What you are asked to do:
You are asked to filter the data below and copy every line holding "instance".

[Dataset entries]

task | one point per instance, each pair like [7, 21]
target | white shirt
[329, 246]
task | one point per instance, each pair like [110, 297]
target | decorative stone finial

Expected answer:
task | one point per instance, each pair like [7, 21]
task | one point per instance, each pair like [110, 297]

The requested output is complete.